İnternet siteleri gazeteleri rakip olarak görmemeli...

İnternet siteleri gazeteleri rakip olarak görmemeli...

Haberimizin başlığında sormuşuz:
"Bakanlık sadece deklarasyoncu gazeteleri mi koruyor?"
Sonra altına şu notu düşmüşüz:
"PEKİ BİZİM HAKLARIMIZ NE OLACAK?"
Haberin başlığı gereksiz...
Büyük harfle sorulan soru ise yerden göğe haklı...
Arkadaşlarımın aynı haberde gazeteciler.com olarak yaptıkları yoruma da bir bölüm hariç katılmıyorum...
Katıldığım bölüm bakın hangisi:

Gazetelerin haklarını Telif Hakları Yasası ile koruma altına alan (!) Bakanlık, nedense Televizyon ve İnternet sitelerinin haberlerini gazetelerin kullandığının farkında değil. Halbuki gazeteler de Televizyonların ve İnetnet sitelerinin "özel" haberlerini alıp kullanabiliyor.  

Evet...
Arkadaşlarımızı Kültür Bakanlığının, televizyon ve İnternet sitelerinin haberlerini gazetelerin kullandığının farkında olmayışına dikkat çekerken çok haklı.
Yani;
Biz Kültür Bakanlığını neden "gazetelerin özel haberleriyle köşe yazılarını izinsiz kullanamayacakmışız?" diye sorgulayacağımıza;
"Gazeteler ve Televizyonların, inetnet sitelerinin özel haberlerini alıp kullanmalarına niçin göz yumuyorsunuz?" diye sorgulamalıyız.

Ve...
Bizzat Kültür Bakanı ile görüşmeli
gazetelerin özel haber ve köşe yazarlarından alıntı yapmamayı memnuniyetle kabul edeceğimizi ama bakanlığın çıkaracağı yasaya bir madde daha eklemesini 
Sayın Bakan'dan rica etmeliyiz...
Neyi mi?..
Söyleyeyim:
Yazılı, sözel ve görüntülü basının da internet sitelerinde "özel haber" logosuyla yayımlanmış haberleri alıntılayamayacağına ilişkin bir madde eklenmesini talep etmeliyiz.
İnternet sitelerinin belirli bir noktaya gelmiş olanları (meselâ İnternethaber Gurubu) kendilerine güvenmeli, sürekli dizayn değişikliği gibi maliyetli konuların yanında biraz da özel haberciliğe önem vermeliyiz.

_Nesne konumu etiketleme verileri_.
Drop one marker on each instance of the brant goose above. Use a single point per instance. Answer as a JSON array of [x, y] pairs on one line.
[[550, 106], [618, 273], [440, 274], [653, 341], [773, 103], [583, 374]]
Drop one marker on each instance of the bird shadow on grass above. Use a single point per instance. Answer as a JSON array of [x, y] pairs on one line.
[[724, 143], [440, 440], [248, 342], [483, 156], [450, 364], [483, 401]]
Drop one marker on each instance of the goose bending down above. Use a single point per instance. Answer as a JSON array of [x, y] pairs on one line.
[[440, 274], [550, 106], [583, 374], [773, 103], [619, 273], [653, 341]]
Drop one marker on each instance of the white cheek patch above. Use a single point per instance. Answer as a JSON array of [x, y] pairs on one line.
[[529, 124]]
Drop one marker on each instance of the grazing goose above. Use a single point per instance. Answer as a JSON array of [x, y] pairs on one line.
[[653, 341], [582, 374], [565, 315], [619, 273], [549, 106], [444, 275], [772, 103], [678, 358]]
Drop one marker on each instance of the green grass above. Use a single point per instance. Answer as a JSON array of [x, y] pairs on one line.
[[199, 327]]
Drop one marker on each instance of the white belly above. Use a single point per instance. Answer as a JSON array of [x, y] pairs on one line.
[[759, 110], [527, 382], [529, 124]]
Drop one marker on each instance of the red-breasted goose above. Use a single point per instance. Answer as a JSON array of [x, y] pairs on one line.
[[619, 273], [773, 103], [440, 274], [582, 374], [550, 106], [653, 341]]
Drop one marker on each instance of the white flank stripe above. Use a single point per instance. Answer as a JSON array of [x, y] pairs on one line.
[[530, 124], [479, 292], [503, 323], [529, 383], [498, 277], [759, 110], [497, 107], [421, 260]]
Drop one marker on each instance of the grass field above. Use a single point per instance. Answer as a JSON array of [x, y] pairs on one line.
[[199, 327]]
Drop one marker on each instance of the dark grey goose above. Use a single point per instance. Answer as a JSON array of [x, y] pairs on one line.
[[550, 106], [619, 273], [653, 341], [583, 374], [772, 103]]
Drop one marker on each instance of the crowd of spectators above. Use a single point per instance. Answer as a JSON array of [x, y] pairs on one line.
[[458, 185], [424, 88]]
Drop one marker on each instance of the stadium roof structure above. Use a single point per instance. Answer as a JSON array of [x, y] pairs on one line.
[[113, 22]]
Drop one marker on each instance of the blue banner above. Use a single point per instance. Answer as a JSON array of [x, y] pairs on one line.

--

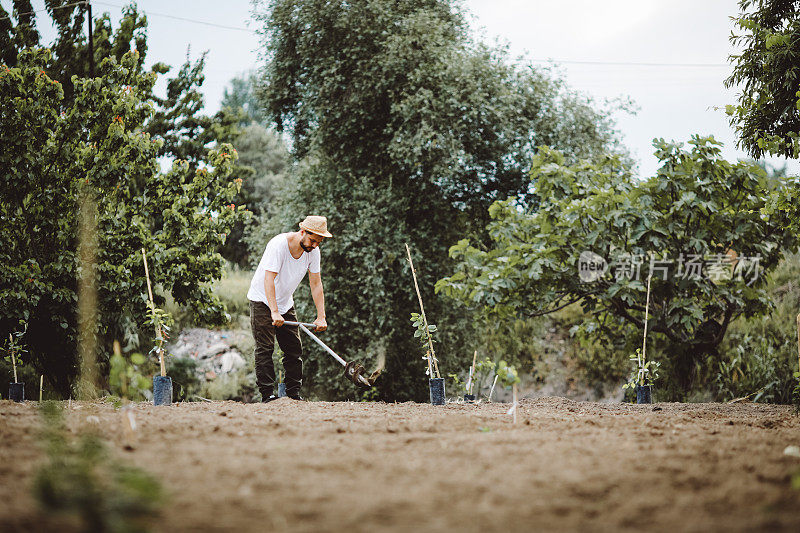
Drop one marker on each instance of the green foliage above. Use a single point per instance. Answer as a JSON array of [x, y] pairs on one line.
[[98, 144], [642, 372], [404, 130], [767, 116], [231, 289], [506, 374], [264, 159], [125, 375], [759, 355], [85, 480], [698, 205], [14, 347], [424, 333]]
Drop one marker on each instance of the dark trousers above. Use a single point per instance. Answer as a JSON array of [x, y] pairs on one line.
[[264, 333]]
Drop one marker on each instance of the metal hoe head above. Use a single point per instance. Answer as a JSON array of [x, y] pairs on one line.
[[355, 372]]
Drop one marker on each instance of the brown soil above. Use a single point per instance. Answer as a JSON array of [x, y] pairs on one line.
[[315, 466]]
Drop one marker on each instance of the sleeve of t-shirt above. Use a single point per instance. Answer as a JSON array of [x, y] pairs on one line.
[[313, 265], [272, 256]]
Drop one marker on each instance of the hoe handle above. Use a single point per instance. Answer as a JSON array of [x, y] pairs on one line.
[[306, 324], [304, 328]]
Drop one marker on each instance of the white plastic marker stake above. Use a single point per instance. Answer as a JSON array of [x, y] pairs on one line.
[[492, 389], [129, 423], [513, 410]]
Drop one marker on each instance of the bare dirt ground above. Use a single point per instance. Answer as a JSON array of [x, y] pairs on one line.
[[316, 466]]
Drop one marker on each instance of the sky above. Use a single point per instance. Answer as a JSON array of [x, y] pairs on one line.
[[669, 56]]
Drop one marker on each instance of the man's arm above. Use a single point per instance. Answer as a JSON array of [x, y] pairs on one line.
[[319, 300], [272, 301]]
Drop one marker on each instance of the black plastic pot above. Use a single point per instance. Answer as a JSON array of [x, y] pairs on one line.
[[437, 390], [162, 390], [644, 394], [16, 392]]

_Verilen görev 1_.
İnternet siteleri ile gazeteler üzerine yazıdan "Bizzat Kültür Bakanı ile" ile başlayıp "haberciliğe önem vermeliyiz." ile biten kısmı olduğu gibi kopyalayın.
_Verilen görev 2_.
İnternet siteleri ile gazeteler üzerine yazının devamını, metnin bittiği yerden itibaren yazın.

_Nihai yanıt 1_.
Bizzat Kültür Bakanı ile görüşmeli
gazetelerin özel haber ve köşe yazarlarından alıntı yapmamayı memnuniyetle kabul edeceğimizi ama bakanlığın çıkaracağı yasaya bir madde daha eklemesini 
Sayın Bakan'dan rica etmeliyiz...
Neyi mi?..
Söyleyeyim:
Yazılı, sözel ve görüntülü basının da internet sitelerinde "özel haber" logosuyla yayımlanmış haberleri alıntılayamayacağına ilişkin bir madde eklenmesini talep etmeliyiz.
İnternet sitelerinin belirli bir noktaya gelmiş olanları (meselâ İnternethaber Gurubu) kendilerine güvenmeli, sürekli dizayn değişikliği gibi maliyetli konuların yanında biraz da özel haberciliğe önem vermeliyiz.

_Nihai yanıt 2_.
Sadece "hızlı" olmak; yazılı basının vermek için ertesi sabahı beklediği haberleri bir gün önce vermek yetmez...
Rekabet gücümüzü arttırmalı, yazılı basının ulaşamayacağı veya ulaşabilse de zaman sıkıntısı yaşayacağı özel haberleri bizler bulup çıkarmalıyız...
"Her gün özel haber olur mu?"
Yazılı basında hangi gazete her gün özel haber veriyor ki?..
Buna rağmen, yani özel haber, her gün vermenin zorluğuna rağmen biz istersek bunu da başarabiliriz...
Genel habere gelince zaten en güçlü haber ajanslarına aboneyiz...
Yani, yazılı basınla aynı haber kaynağından besleniyoruz...

Demek istemem şu...
Yazılı basın ya da televizyonlar bizden her şikâyetçi olduğunda ağlaşmanın alemi yok...
Kendimize güvdenecek, özel habercilik yapacağız...
İnanıyorum ki bunu başaracak gücümüz var...

Köşe yazarlarına gelince...
Onların köşelerine  link verilmesi asla yasaklanamaz...
Çünkü gazeteler köşe yazarlarının yazılarının internet ortamında yayınlanmasını istemiyorlarsa HaberTürk gibi yapacaklar...
Yani saatin 14 olmasını bekleyip öyle yayınlayacaklar yazarların makalelerini...
Aksi halde, köşe yazarının yazısı kamunun okunması için hangi platformda yayımlanırsa yayımlansın artık o yazı kamunundur...
Link verilmesine yasak getirecek bir kanun anayasanın özüne aykırıdır...
Ne yani?..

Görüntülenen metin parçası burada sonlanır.